DATASET ROWS
◆ ◆ ◆ ◆
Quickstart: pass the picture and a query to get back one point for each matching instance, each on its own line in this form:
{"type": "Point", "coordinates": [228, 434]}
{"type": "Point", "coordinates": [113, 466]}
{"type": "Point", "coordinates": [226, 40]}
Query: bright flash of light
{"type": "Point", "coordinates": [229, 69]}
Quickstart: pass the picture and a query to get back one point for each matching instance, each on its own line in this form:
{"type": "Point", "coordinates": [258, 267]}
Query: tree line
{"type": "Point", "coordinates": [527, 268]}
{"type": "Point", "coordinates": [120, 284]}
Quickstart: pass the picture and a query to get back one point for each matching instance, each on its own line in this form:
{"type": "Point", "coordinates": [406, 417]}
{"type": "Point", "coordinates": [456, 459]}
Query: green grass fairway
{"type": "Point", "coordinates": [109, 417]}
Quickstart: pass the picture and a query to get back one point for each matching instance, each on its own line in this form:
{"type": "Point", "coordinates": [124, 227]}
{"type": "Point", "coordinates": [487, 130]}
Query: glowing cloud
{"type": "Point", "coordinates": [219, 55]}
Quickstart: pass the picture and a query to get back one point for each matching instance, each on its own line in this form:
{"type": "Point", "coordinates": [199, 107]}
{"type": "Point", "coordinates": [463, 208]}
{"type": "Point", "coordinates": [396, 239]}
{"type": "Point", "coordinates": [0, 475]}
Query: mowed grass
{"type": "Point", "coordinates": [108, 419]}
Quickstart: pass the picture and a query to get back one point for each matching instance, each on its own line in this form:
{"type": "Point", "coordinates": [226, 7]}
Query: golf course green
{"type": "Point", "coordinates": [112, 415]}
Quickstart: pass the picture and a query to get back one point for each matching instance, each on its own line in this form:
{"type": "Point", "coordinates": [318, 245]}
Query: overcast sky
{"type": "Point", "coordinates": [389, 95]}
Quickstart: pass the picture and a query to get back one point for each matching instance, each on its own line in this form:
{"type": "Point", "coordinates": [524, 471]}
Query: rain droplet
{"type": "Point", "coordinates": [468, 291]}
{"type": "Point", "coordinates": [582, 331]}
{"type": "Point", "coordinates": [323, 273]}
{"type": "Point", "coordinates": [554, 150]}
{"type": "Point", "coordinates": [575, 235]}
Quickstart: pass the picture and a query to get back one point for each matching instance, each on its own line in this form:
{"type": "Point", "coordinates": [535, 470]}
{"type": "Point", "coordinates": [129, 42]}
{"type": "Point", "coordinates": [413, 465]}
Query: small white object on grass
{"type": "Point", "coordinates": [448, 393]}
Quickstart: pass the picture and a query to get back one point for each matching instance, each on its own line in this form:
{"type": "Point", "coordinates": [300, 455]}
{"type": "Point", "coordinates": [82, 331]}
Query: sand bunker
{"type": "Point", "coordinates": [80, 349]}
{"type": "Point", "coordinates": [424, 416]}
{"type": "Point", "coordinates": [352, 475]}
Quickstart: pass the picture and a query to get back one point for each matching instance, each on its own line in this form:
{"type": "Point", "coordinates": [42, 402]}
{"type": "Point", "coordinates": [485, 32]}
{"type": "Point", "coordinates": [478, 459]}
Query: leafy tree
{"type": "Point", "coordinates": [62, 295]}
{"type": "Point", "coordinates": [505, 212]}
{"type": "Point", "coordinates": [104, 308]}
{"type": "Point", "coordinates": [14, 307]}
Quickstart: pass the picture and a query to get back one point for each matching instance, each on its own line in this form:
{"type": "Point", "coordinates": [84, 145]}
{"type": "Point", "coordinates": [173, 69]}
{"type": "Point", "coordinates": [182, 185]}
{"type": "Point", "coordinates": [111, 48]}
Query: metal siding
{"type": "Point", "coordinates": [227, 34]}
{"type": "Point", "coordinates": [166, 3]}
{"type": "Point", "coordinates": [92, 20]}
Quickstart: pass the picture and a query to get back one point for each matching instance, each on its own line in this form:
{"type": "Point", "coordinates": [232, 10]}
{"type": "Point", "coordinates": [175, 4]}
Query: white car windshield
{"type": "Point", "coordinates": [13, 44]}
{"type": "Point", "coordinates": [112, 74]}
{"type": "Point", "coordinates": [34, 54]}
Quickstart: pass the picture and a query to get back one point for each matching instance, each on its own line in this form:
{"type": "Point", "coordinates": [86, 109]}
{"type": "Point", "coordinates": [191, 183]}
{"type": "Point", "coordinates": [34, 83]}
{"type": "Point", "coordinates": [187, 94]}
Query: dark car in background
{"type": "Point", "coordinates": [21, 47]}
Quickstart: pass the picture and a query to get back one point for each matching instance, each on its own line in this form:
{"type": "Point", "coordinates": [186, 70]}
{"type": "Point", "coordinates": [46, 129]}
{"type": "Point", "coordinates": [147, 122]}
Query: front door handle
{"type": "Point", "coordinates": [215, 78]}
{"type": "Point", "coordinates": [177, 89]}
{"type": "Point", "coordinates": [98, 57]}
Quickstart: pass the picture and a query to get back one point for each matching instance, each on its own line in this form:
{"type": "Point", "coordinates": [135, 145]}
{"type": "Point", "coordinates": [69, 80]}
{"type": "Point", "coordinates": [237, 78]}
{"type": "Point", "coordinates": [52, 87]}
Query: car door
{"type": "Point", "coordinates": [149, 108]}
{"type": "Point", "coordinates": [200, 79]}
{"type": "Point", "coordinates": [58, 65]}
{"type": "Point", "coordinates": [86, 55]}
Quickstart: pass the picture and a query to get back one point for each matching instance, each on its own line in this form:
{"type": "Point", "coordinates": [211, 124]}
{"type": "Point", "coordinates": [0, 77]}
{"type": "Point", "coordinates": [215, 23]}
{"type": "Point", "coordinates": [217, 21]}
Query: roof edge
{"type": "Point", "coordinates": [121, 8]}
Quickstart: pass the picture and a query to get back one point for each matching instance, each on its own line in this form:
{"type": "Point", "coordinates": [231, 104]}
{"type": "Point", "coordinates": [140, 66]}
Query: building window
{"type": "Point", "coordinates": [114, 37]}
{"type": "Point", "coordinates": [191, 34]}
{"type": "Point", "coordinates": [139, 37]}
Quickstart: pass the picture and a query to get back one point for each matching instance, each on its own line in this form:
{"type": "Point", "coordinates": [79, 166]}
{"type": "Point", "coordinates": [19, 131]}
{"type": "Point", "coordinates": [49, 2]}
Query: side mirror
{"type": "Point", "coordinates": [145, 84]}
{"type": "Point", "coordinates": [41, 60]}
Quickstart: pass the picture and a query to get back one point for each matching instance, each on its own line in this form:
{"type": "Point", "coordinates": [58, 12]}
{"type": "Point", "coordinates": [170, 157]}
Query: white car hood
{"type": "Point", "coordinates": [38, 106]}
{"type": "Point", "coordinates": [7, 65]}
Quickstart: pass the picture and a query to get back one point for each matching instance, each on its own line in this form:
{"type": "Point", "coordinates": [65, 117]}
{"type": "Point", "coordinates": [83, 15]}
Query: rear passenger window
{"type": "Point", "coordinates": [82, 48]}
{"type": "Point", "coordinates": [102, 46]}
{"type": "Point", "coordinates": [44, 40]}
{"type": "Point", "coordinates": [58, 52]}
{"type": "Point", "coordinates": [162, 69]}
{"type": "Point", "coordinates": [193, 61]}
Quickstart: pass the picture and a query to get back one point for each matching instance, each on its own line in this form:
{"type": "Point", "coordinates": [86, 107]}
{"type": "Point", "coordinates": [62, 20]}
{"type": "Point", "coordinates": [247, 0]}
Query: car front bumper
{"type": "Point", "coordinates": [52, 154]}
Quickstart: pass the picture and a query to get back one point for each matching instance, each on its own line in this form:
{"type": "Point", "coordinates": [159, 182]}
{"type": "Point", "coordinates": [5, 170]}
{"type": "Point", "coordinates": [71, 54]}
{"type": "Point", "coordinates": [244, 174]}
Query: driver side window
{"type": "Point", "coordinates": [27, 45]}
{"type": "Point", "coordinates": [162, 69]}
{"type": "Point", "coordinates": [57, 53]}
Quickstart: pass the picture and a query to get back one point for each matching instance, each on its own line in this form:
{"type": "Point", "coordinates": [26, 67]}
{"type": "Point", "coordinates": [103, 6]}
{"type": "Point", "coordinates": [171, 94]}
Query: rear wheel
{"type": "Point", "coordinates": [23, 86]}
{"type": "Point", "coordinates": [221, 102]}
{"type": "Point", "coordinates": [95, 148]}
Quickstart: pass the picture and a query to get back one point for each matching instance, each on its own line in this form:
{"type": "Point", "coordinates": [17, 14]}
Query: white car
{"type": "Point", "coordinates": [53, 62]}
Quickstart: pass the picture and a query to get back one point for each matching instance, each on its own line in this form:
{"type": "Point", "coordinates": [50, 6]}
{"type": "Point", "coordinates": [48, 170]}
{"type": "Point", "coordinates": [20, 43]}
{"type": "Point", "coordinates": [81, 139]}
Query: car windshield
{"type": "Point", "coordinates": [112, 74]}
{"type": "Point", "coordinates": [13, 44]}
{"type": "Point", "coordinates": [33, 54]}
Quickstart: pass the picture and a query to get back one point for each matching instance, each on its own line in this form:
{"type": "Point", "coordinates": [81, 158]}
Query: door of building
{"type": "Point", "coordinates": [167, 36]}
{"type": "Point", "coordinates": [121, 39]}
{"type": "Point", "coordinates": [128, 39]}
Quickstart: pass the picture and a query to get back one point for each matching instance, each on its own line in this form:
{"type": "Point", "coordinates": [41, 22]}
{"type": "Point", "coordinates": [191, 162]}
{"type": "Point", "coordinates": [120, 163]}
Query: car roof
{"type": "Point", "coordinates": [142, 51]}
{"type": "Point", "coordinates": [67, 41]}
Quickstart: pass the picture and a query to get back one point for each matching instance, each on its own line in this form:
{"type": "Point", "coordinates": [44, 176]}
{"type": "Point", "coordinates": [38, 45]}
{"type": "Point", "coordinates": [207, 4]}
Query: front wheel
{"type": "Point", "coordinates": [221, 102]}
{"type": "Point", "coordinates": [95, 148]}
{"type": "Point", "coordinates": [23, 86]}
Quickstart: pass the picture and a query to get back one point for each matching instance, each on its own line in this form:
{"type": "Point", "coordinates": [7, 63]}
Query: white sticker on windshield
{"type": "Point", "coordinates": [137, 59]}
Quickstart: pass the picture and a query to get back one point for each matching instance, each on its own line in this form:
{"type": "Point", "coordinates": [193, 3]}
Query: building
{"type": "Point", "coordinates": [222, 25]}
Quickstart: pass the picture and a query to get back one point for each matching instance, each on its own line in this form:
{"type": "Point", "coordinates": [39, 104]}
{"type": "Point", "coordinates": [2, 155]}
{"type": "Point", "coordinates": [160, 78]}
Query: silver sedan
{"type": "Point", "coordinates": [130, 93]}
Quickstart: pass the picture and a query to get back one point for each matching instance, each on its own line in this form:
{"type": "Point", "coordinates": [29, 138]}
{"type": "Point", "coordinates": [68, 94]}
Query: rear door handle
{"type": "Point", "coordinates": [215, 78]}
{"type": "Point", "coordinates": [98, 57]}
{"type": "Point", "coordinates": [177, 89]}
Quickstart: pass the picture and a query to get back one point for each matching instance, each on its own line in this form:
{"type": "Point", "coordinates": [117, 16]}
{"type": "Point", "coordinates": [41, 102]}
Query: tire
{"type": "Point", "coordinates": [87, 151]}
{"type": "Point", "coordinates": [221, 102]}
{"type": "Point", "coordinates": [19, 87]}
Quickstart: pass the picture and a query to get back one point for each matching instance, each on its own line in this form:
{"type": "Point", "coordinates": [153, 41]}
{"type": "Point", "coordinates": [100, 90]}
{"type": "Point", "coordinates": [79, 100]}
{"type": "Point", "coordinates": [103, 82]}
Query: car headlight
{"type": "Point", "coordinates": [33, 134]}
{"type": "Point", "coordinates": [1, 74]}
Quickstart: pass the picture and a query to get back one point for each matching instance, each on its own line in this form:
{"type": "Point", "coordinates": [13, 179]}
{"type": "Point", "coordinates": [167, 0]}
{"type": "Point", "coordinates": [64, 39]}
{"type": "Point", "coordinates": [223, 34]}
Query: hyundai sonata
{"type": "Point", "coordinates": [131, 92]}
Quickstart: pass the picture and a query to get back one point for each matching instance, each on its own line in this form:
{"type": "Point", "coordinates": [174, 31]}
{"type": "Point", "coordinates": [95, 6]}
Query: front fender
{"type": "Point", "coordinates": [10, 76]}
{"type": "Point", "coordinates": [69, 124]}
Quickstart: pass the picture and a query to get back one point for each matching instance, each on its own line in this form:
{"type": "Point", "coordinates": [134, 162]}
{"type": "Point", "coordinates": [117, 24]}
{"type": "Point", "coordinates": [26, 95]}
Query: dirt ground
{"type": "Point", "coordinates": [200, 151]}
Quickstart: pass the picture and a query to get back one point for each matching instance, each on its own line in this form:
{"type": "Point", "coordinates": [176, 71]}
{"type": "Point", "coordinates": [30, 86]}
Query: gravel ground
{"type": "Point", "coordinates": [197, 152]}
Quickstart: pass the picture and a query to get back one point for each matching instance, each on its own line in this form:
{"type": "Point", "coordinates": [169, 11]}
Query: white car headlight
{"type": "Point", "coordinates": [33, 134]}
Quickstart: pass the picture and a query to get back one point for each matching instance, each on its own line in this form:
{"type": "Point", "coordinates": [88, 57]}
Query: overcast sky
◆ ◆ ◆ ◆
Identify every line in the rows above that contains the word "door", and copy each one in full.

TASK RESULT
Query: front door handle
Query: car door
Query: door of building
Query: rear door handle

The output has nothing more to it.